◆ **QUOTED PASSAGE**
- - - -

Strong Acid-Weak Base Titrations. solving for concentration and pH?

Question

"if 86.5 ml of 0.002 M NaOH are required to reach the equilibrium point determine the concentration of the benzoic acid if you started the titration with 15 ml of benzoic acid. What will be the pH?"

I find this hard but for NaOH moles I got 0.00173 mol NaOH. And for Benzoic acid at 15ml i got 0.015 mol Benzoic acid.

I am stuck. I need help and directions.

Answer 1

Use this equation to find the second molarity.

molarity 1 x volulme 1 = molarity 2 x volume 2


The pH is the -log[H+]

Answer 2

For the titration of a weak acid with a strong base u can simply used this formula to figure out the concentration:
Co (Vo) = Ct ( Ve)
In other words, initial concentration of benzoic acid times the initial volume of bezoic acid = concentration of titrant times the volume of titratnt at equivalence pt. So
Co (.0150L)= (0.002M)(0.0865L)

- - - -

◆ **GIVEN INSTRUCTION**
Write the next part of the forum thread on titrating benzoic acid with NaOH, starting right after its last line. The entries after this text have no connection to it.

◆ **INFORMATION GIVEN**
- - - -

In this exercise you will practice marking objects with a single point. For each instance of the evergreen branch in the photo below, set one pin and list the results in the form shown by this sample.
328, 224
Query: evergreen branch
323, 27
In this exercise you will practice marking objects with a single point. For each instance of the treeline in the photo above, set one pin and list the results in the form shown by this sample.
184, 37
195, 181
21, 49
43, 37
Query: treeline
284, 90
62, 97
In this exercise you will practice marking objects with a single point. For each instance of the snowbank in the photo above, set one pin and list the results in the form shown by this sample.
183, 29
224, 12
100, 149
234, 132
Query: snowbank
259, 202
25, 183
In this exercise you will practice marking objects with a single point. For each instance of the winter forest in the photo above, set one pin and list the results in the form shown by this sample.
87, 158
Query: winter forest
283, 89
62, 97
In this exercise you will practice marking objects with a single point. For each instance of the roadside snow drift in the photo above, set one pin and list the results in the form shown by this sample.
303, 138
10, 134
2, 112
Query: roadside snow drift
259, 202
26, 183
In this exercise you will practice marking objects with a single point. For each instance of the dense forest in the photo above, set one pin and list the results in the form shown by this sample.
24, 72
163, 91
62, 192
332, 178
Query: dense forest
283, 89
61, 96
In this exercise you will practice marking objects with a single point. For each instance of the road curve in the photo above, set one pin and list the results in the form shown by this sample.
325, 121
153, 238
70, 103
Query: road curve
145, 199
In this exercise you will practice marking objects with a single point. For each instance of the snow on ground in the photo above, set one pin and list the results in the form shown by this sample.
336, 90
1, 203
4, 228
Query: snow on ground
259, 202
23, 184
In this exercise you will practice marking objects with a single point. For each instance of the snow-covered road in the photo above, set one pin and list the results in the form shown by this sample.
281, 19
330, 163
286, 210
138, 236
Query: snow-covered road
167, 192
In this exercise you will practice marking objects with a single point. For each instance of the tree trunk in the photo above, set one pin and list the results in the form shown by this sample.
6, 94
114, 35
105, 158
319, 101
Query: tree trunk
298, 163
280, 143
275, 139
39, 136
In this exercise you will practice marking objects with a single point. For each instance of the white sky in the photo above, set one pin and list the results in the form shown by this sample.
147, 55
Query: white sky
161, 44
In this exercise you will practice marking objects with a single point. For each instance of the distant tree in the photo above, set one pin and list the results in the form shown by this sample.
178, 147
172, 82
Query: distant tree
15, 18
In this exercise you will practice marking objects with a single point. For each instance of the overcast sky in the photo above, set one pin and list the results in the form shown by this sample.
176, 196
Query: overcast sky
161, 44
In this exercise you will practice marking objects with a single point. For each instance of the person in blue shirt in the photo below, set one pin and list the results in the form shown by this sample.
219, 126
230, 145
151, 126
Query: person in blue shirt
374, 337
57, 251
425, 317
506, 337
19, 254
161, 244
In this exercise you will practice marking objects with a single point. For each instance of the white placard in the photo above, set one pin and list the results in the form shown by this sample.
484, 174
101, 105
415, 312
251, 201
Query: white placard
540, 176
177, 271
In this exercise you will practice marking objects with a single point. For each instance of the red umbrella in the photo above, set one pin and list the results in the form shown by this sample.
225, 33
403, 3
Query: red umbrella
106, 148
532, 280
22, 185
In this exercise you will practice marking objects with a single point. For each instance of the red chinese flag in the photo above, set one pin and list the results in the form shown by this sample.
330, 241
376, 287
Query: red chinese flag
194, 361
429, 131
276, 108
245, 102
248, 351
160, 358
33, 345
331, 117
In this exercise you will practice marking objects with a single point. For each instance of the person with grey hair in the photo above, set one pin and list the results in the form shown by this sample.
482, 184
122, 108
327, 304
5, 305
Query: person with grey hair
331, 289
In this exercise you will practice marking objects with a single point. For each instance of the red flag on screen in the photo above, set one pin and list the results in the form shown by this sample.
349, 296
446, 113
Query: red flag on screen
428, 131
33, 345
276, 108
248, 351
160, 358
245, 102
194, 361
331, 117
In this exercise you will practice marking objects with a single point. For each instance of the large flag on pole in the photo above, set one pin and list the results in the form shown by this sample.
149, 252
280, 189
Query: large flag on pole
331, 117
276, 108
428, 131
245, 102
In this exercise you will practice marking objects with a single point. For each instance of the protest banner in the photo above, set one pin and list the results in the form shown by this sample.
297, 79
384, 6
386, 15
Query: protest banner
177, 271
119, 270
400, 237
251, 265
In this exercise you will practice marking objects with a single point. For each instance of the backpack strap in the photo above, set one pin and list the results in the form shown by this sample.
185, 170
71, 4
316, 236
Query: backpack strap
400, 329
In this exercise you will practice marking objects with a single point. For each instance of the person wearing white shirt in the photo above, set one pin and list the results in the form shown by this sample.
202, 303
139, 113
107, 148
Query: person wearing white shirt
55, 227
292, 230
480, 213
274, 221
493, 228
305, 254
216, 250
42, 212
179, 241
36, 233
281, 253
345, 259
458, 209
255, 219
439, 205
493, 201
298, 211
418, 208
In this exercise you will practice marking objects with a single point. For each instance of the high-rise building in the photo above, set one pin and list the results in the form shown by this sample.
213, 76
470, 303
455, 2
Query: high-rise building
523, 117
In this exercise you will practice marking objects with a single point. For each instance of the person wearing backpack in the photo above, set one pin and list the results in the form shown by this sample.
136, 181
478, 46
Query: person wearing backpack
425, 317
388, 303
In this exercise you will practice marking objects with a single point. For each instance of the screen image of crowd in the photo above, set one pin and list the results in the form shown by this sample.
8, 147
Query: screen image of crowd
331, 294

- - - -

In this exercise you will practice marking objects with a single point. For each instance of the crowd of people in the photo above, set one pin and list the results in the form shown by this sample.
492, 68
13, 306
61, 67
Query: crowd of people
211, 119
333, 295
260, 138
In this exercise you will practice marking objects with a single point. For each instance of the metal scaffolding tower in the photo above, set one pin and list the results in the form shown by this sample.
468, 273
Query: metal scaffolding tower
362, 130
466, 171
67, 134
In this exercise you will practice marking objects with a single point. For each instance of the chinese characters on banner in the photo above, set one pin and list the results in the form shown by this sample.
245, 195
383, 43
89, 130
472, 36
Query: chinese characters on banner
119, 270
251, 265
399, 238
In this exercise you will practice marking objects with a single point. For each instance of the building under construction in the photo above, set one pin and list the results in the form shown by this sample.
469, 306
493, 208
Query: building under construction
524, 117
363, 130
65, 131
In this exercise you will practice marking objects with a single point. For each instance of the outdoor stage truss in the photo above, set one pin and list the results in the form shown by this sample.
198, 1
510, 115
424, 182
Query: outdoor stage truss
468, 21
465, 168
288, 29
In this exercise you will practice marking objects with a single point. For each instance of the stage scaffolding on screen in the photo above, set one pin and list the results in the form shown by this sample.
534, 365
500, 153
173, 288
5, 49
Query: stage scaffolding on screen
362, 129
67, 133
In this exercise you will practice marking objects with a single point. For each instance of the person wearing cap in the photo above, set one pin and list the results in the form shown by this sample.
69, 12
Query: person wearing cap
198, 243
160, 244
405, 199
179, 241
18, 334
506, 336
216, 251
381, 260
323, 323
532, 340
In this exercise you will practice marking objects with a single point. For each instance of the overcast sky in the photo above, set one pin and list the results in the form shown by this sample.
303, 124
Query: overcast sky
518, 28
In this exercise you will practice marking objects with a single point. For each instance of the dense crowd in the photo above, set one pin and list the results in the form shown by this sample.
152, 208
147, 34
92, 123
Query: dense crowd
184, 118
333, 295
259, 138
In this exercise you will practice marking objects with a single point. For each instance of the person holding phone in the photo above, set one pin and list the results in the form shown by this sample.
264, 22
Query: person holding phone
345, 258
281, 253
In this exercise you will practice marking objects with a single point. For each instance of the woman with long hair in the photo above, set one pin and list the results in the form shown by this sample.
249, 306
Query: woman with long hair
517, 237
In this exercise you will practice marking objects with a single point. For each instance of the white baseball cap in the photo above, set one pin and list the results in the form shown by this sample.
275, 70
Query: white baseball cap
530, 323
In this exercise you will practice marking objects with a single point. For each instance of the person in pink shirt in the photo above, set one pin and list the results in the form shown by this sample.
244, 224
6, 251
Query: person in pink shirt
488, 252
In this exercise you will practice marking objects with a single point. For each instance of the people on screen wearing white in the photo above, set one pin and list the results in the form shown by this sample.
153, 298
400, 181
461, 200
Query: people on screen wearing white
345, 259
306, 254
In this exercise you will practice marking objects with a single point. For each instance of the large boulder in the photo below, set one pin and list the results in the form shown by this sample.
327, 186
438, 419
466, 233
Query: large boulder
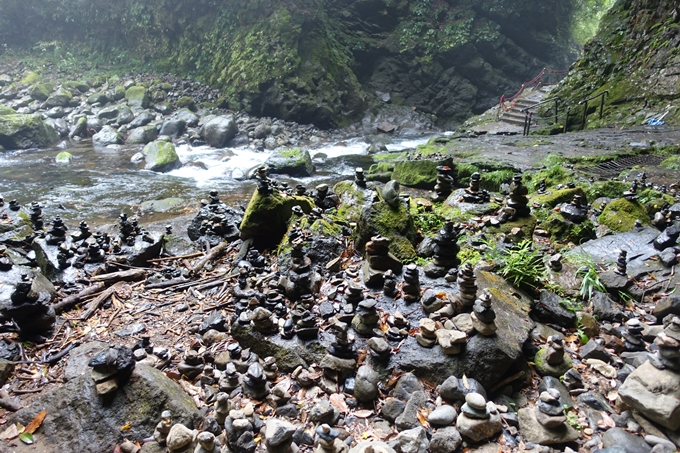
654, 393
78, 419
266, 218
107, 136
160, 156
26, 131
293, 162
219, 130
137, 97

- - - -

◆ **OUTPUT FOR THIS TASK**
Solve Co initial to be 0.01153 M benzoic acid
Then to solve for pH: you know that since this is an equivilance point situation, all the acid wil have reacted with your strong base so now all you have left is the product of that interation which is the conjugate base of benzoic acid (water is present also). So to calculate the pH u look at the dissociation of that conjugate base in water, get the OH- concentration and calculate pOH. then simply calculate
pH = 14 - pOH
The chemical amount of conjugate base that you want to look at is equal to 1.73x10^-4 mol since this is the amount produced at equivalence pt. So just check how much of OH- that yields. I hope u know how to solve for that . Just set up a chart. dont forget to convert the moles to molarities when solving for OH- concentration.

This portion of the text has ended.